begin

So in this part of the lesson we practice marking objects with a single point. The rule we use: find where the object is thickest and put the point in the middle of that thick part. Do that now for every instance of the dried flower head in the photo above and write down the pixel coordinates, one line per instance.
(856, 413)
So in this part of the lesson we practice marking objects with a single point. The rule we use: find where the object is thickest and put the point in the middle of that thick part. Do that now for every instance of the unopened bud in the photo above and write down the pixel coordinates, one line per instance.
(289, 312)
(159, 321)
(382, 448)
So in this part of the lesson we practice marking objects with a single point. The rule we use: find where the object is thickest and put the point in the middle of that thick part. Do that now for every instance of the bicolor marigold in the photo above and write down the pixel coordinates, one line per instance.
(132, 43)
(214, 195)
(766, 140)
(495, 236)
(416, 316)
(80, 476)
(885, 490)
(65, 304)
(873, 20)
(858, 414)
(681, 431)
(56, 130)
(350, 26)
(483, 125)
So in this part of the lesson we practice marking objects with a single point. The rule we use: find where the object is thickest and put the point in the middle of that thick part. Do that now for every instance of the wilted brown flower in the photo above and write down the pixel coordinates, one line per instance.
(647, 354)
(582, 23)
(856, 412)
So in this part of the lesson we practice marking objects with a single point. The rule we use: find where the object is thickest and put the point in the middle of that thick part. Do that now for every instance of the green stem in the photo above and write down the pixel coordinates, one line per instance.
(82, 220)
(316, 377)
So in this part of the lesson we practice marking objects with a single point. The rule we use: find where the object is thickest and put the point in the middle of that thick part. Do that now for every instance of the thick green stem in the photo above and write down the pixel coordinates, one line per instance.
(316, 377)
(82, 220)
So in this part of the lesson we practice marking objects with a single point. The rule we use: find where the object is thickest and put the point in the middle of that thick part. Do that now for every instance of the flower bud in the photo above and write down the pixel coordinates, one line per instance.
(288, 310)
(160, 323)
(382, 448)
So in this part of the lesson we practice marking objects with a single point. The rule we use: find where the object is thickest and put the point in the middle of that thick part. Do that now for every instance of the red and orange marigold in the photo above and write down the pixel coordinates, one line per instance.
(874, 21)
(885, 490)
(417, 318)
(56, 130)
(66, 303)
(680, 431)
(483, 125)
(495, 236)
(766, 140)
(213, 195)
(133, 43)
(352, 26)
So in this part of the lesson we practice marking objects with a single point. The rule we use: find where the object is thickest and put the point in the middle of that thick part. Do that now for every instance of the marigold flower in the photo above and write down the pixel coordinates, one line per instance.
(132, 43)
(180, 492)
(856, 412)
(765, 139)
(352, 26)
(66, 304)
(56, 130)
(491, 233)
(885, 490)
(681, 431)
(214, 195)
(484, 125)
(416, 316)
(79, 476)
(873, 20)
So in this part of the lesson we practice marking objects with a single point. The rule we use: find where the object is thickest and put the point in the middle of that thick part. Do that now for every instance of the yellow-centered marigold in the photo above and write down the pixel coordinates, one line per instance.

end

> Instructions to follow: Render the records above as a Markdown table with the columns No. and Text, giving each line its own numbered row and skipping blank lines.

> Exercise solution:
| No. | Text |
|---|---|
| 1 | So in this part of the lesson we practice marking objects with a single point. The rule we use: find where the object is thickest and put the point in the middle of that thick part. Do that now for every instance of the dried flower head in the photo above and write down the pixel coordinates, one line per instance. |
| 2 | (856, 413) |
| 3 | So in this part of the lesson we practice marking objects with a single point. The rule we use: find where the object is thickest and put the point in the middle of that thick part. Do that now for every instance of the unopened bud in the photo above and write down the pixel coordinates, one line per instance. |
| 4 | (289, 312) |
| 5 | (159, 321) |
| 6 | (382, 448) |
| 7 | So in this part of the lesson we practice marking objects with a single point. The rule we use: find where the object is thickest and put the point in the middle of that thick part. Do that now for every instance of the bicolor marigold in the photo above and write down the pixel coordinates, one line per instance. |
| 8 | (132, 43) |
| 9 | (214, 195) |
| 10 | (766, 140) |
| 11 | (495, 236) |
| 12 | (416, 316) |
| 13 | (80, 476) |
| 14 | (885, 490) |
| 15 | (65, 304) |
| 16 | (873, 20) |
| 17 | (858, 414) |
| 18 | (681, 431) |
| 19 | (56, 130) |
| 20 | (350, 26) |
| 21 | (483, 125) |
| 22 | So in this part of the lesson we practice marking objects with a single point. The rule we use: find where the object is thickest and put the point in the middle of that thick part. Do that now for every instance of the wilted brown flower in the photo above and write down the pixel coordinates, one line per instance. |
| 23 | (647, 354) |
| 24 | (582, 23) |
| 25 | (856, 412) |
| 26 | So in this part of the lesson we practice marking objects with a single point. The rule we use: find where the object is thickest and put the point in the middle of that thick part. Do that now for every instance of the green stem in the photo above and write down the pixel coordinates, one line per instance. |
| 27 | (82, 220) |
| 28 | (316, 377) |
| 29 | So in this part of the lesson we practice marking objects with a single point. The rule we use: find where the object is thickest and put the point in the middle of that thick part. Do that now for every instance of the thick green stem in the photo above and write down the pixel coordinates, one line per instance. |
| 30 | (316, 377) |
| 31 | (82, 220) |
| 32 | So in this part of the lesson we practice marking objects with a single point. The rule we use: find where the object is thickest and put the point in the middle of that thick part. Do that now for every instance of the flower bud in the photo above and write down the pixel coordinates, one line per instance. |
| 33 | (288, 310) |
| 34 | (160, 323) |
| 35 | (382, 448) |
| 36 | So in this part of the lesson we practice marking objects with a single point. The rule we use: find where the object is thickest and put the point in the middle of that thick part. Do that now for every instance of the red and orange marigold in the photo above and write down the pixel coordinates, one line per instance. |
| 37 | (874, 21) |
| 38 | (885, 490) |
| 39 | (417, 318) |
| 40 | (56, 130) |
| 41 | (66, 303) |
| 42 | (680, 431) |
| 43 | (483, 125) |
| 44 | (495, 236) |
| 45 | (766, 140) |
| 46 | (213, 195) |
| 47 | (133, 43) |
| 48 | (352, 26) |
| 49 | So in this part of the lesson we practice marking objects with a single point. The rule we use: find where the object is thickest and put the point in the middle of that thick part. Do that now for every instance of the marigold flower in the photo above and write down the pixel coordinates, one line per instance. |
| 50 | (132, 43) |
| 51 | (180, 492) |
| 52 | (856, 412) |
| 53 | (765, 139) |
| 54 | (352, 26) |
| 55 | (66, 304) |
| 56 | (56, 130) |
| 57 | (491, 233) |
| 58 | (885, 490) |
| 59 | (681, 431) |
| 60 | (214, 195) |
| 61 | (484, 125) |
| 62 | (416, 316) |
| 63 | (79, 476) |
| 64 | (873, 20) |
| 65 | So in this part of the lesson we practice marking objects with a single point. The rule we use: find where the object is thickest and put the point in the middle of that thick part. Do that now for every instance of the yellow-centered marigold in the photo above and write down the pixel coordinates, one line per instance. |